**EXERCISE DETAILS**.
Please copy all of the entries exactly, but drop every picture.

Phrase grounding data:
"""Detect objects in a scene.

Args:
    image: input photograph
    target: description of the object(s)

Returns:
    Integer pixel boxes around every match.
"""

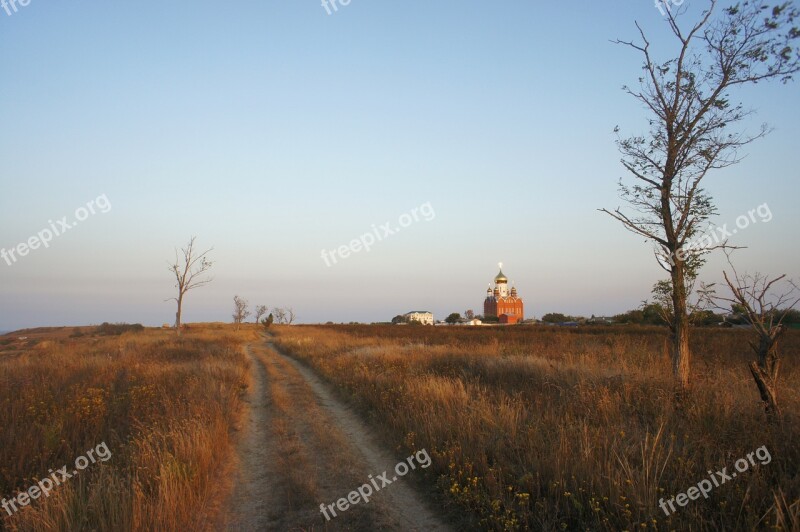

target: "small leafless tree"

**OUTPUT OF THE EXERCISE**.
"""Detect objects in a scene.

Args:
    image: input photograph
    target: description of the object(s)

Returns:
    Integer pixel boxes around every match.
"""


target: "small leafless tree"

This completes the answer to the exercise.